━━━ Extracted records ━━━
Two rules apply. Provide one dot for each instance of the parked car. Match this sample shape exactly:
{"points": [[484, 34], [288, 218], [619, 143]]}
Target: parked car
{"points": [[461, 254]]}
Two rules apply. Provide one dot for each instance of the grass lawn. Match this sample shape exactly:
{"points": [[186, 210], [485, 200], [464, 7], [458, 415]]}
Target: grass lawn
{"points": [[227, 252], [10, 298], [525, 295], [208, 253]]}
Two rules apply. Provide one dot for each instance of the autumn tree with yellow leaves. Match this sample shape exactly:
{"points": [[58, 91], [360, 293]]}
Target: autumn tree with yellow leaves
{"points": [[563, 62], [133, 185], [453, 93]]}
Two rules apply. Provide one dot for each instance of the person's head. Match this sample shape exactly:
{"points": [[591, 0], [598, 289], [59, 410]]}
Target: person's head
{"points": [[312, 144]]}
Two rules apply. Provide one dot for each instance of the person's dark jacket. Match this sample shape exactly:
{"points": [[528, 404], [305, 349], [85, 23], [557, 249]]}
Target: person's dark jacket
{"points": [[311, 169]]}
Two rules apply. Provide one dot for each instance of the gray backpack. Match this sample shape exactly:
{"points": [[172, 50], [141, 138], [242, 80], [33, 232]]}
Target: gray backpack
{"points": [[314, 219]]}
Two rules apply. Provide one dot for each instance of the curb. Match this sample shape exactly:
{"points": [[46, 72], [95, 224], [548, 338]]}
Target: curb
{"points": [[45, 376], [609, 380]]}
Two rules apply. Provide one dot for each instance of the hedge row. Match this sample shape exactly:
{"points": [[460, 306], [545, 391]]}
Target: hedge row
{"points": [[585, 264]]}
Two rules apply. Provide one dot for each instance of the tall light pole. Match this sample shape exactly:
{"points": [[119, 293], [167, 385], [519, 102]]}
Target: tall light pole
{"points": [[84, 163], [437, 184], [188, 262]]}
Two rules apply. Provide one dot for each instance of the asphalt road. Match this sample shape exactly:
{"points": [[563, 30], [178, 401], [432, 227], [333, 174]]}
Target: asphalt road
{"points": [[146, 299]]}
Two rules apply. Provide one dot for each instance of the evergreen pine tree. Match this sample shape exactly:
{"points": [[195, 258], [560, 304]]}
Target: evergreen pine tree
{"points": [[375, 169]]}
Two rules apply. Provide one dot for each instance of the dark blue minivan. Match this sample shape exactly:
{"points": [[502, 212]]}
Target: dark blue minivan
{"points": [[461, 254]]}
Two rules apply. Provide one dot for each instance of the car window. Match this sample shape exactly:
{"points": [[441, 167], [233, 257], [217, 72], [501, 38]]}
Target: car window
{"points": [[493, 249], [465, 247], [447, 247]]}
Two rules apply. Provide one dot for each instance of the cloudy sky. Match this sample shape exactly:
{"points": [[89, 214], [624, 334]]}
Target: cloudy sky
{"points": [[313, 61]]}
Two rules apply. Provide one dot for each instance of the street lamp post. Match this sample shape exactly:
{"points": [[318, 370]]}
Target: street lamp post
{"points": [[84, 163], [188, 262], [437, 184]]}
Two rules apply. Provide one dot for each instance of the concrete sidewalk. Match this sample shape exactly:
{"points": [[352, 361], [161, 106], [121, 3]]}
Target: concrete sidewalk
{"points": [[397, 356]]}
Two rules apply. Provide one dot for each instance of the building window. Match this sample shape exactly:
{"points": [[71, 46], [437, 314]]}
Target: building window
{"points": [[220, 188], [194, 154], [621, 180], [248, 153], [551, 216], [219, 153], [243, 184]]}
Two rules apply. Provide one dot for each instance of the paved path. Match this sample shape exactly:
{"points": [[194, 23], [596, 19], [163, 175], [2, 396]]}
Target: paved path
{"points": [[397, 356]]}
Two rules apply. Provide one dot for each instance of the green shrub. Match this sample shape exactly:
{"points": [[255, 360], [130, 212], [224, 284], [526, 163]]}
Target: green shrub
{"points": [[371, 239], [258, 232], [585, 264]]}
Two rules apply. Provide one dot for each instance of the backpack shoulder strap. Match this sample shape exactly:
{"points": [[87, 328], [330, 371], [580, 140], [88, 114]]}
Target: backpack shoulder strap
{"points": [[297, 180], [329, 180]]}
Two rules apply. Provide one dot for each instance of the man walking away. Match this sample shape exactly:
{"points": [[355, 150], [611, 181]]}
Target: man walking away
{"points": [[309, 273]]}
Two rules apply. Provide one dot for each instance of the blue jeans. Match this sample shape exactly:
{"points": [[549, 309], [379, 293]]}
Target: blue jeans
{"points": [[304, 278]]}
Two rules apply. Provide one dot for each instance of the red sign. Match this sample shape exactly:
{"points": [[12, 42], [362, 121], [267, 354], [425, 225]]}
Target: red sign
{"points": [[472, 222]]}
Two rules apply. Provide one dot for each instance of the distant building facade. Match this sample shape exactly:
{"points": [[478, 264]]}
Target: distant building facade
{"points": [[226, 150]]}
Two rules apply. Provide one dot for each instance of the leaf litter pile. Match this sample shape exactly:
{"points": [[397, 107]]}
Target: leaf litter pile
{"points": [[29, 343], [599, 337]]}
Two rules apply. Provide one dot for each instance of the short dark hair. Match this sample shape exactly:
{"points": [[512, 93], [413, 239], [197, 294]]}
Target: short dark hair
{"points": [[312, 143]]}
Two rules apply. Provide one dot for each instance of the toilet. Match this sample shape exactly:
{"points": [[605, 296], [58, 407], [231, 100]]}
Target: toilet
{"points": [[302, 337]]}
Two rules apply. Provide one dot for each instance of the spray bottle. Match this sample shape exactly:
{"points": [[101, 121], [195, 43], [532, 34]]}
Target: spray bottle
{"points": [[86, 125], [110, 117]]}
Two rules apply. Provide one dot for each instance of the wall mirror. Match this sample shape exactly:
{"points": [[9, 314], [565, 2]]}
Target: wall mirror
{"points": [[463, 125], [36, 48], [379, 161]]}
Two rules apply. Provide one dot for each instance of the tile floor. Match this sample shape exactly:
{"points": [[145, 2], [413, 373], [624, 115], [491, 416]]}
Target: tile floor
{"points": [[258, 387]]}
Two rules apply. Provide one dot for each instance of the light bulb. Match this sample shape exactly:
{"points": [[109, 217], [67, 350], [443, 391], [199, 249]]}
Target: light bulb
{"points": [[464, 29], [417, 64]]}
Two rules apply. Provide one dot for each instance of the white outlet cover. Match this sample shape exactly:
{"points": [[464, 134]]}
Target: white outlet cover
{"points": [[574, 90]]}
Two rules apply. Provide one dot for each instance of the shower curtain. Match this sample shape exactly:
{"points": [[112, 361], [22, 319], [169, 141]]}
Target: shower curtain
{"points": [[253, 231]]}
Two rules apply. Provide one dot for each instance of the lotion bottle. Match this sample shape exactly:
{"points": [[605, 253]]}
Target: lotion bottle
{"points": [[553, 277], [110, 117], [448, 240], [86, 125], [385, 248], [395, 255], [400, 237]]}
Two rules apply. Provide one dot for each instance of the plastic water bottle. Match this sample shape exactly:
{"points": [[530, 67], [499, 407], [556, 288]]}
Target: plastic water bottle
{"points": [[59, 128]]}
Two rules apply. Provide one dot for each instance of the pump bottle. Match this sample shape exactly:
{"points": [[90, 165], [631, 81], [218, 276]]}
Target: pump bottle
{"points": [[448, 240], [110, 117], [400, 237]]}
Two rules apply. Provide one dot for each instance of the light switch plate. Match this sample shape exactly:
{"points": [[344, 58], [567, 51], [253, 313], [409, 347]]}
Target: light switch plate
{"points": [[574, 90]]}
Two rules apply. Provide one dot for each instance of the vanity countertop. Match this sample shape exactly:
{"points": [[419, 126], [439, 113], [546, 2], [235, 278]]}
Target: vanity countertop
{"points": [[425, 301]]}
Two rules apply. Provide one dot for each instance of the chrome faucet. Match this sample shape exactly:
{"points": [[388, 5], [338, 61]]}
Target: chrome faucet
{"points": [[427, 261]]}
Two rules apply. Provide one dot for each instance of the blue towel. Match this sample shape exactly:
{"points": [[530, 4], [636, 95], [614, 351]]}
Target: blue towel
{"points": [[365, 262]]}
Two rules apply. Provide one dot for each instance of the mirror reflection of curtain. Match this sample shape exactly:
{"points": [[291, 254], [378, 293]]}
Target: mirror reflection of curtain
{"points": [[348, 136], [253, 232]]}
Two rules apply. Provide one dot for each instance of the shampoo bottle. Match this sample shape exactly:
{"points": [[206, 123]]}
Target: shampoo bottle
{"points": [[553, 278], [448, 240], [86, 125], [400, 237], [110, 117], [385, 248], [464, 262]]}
━━━
Put the lines above into a numbered list, leaving out any blank lines. Start with the line containing "of the shampoo" and continue through the last of the lines.

Solution to this task
1. Two rules apply. Provide one dot for each instance of the shampoo bottle. Match this sample shape exactly:
2. {"points": [[206, 123]]}
3. Target: shampoo bottle
4. {"points": [[553, 278], [448, 240], [86, 125], [400, 237], [110, 117], [385, 248], [464, 262]]}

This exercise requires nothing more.